BEGIN SELECTION

The wheelchair was rolling slowly down the cosmetic aisle as
the pretty older lady looked at a vast array of colorful lipsticks, blushes,
and eyeliners. Touching each item gently and carefully, reading ingredients and
creative color names, her lips moved as her eyes darted between Maybelline and L’Oréal.
I may not have noticed her as I made my quick dash into
Walmart to pick up a couple of items, but I could not help but notice the woman,
a younger version of the women in the chair, standing with arms crossed in
frustration at the end of the aisle.
Obviously, mother and daughter. Both with blue eyes and soft
blond hair – one tall with deep blue eyes the color of ocean water and
perfectly styled blond waves. Mother sat straight backed in her wheelchair,
pale eyes avoiding the stare of her daughter while her fingers brushed though
her blond/gray permed curls.
“What are you doing now?” asked the younger version of the
wheelchair bound lady. “I hate it when you roll away from me and I cannot find
you.”
“I’m just looking,” the elder lady said without glancing up
from the tube of red lipstick. “Just looking.”

END SELECTION

In the Walmart story, which two brands do the older lady's eyes dart between?

BEGIN RECORD EXTRACTS

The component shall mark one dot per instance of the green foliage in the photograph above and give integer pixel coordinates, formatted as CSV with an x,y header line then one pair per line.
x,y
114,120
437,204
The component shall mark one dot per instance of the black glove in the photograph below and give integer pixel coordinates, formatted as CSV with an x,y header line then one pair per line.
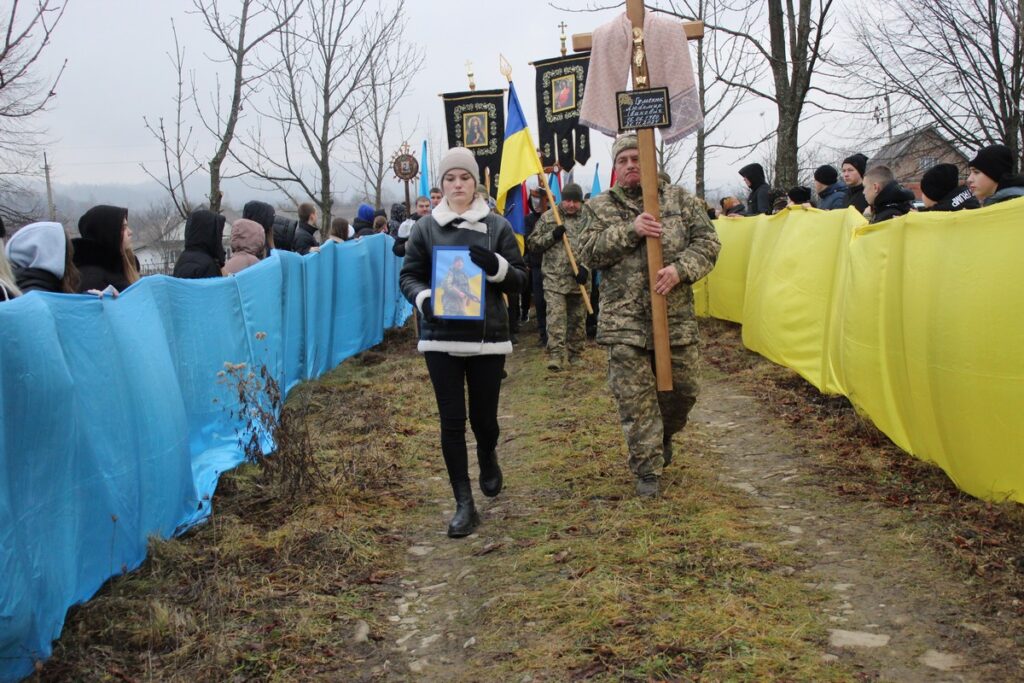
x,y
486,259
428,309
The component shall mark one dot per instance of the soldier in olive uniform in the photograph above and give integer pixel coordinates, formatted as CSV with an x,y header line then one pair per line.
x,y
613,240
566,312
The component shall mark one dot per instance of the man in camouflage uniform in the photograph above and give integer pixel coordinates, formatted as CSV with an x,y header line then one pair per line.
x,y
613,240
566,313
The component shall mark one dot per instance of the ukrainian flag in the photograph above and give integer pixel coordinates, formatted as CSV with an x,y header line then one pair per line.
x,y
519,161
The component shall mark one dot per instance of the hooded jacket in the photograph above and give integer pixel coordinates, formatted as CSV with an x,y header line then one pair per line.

END RECORD EXTRACTS

_RESPONSE TO THIS TASK_. Maybelline and L’Oréal.